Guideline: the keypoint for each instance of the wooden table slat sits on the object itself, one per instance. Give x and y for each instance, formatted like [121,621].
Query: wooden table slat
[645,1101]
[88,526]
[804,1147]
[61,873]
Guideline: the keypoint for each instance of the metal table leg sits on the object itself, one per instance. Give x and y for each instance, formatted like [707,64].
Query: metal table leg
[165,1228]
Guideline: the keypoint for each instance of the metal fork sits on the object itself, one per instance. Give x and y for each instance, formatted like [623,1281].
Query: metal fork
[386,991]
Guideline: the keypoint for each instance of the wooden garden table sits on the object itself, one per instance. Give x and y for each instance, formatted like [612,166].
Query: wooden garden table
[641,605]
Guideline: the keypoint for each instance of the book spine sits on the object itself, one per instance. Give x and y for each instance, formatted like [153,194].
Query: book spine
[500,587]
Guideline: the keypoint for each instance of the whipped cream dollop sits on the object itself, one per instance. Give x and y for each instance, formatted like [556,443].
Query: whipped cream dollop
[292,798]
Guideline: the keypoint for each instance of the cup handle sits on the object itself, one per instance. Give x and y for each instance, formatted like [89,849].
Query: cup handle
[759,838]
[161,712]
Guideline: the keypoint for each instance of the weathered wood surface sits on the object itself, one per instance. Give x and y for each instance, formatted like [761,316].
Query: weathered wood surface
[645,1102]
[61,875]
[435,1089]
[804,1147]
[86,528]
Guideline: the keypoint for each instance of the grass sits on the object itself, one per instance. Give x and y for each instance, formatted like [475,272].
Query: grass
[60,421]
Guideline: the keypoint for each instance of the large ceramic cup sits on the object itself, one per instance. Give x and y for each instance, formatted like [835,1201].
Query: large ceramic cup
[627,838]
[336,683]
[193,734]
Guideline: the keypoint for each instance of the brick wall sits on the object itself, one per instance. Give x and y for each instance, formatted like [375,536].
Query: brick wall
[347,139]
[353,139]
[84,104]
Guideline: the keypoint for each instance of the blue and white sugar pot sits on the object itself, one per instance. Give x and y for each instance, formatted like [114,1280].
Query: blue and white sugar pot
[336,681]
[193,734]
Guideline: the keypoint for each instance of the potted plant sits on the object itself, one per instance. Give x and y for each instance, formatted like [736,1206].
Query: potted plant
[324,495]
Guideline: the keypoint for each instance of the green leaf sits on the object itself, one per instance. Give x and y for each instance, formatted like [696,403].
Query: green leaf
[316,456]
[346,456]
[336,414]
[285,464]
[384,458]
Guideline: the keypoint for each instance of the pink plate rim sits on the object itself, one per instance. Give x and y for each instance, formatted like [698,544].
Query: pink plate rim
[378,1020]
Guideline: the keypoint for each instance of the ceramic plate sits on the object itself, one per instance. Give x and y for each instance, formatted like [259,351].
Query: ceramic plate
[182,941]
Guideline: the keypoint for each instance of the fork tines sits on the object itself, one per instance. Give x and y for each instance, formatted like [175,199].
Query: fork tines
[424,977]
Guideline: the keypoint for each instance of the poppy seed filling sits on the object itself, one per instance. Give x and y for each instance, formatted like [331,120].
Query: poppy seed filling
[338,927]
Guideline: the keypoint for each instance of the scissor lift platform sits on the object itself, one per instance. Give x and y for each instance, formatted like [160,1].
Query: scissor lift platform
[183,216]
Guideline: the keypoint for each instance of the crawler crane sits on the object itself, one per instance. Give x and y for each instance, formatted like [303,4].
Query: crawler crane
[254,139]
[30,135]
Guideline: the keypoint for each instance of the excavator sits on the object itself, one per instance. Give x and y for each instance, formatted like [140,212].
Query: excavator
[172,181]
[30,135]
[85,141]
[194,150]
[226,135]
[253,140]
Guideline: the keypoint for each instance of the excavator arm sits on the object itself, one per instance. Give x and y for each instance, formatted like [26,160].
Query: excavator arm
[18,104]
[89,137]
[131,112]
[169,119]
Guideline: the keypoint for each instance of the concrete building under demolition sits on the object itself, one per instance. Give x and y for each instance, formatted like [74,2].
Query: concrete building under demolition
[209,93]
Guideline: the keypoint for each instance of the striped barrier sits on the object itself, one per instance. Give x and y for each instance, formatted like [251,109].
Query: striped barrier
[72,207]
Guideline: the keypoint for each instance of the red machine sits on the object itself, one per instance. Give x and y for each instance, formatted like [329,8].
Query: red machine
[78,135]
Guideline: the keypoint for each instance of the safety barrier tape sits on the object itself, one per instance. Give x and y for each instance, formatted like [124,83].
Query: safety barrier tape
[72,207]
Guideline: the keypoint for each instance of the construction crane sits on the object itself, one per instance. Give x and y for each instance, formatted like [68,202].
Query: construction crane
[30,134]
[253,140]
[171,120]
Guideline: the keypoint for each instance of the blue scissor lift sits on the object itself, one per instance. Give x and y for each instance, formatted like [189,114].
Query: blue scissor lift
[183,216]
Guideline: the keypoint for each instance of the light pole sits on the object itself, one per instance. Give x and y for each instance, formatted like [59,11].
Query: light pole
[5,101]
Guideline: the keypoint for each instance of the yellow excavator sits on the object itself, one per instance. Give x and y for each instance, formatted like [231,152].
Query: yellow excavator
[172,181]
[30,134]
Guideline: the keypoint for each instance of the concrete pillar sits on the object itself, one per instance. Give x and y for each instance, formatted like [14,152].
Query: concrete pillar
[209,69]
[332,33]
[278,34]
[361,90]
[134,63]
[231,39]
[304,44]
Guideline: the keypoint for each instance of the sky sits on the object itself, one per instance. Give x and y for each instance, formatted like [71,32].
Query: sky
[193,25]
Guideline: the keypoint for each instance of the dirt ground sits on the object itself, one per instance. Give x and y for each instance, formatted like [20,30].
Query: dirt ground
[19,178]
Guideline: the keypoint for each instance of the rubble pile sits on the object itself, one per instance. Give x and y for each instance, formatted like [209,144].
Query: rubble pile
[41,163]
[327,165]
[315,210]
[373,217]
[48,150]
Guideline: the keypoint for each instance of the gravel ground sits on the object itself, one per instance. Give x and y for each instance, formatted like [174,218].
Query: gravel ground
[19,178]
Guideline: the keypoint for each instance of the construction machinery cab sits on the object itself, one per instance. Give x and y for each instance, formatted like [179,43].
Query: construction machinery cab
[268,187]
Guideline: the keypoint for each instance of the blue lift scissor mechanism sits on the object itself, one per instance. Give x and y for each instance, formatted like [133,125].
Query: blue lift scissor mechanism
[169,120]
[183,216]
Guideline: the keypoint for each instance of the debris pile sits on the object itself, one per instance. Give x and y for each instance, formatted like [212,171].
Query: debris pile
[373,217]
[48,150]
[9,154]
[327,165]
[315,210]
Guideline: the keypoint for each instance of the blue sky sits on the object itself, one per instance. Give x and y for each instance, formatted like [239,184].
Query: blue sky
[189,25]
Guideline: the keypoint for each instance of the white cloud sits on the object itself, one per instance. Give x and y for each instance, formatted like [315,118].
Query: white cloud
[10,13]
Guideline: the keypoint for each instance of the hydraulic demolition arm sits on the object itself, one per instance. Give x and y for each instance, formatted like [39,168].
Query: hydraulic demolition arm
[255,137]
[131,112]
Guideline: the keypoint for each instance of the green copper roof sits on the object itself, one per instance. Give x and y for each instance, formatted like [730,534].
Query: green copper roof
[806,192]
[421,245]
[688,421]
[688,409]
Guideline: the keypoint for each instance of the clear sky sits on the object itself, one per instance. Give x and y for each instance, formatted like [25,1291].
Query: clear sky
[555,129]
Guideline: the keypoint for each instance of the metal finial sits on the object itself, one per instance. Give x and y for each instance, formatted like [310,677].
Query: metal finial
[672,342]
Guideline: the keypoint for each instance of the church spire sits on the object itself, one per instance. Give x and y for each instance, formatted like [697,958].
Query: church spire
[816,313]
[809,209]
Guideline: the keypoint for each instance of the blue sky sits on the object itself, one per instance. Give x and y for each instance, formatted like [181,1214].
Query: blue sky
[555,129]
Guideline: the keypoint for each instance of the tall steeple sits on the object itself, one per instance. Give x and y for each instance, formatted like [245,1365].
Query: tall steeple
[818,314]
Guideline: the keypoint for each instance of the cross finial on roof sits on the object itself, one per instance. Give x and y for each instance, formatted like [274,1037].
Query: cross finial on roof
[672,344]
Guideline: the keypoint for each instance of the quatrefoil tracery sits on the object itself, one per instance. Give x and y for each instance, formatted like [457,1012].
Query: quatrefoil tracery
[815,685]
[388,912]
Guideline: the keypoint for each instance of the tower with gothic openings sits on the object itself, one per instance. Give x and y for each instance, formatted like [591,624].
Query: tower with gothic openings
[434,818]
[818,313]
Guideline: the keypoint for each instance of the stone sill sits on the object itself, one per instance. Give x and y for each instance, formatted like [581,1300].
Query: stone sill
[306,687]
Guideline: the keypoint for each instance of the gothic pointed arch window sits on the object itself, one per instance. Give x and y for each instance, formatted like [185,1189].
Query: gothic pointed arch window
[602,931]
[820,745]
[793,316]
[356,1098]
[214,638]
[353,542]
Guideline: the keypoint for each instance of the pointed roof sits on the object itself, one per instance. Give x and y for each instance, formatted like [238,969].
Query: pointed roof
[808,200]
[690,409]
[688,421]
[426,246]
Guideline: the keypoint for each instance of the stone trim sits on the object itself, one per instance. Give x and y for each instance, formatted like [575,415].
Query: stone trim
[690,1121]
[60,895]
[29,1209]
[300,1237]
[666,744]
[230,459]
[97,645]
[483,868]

════════════════

* _CHALLENGE_:
Copy everything from the line containing "Guideline: the keypoint for each instance of the stone trim" down to the end of the items, replacing "stone trim" with "stone molding" and leaving all else unchanged.

* _TASK SOLUTION_:
Guideline: the keypoint for each instance of the stone molding sits on the object itself, one per instance. Give x and y for each instance, formatted like [575,415].
Query: stone molding
[690,1121]
[60,895]
[29,1209]
[300,1237]
[666,744]
[230,459]
[97,645]
[483,868]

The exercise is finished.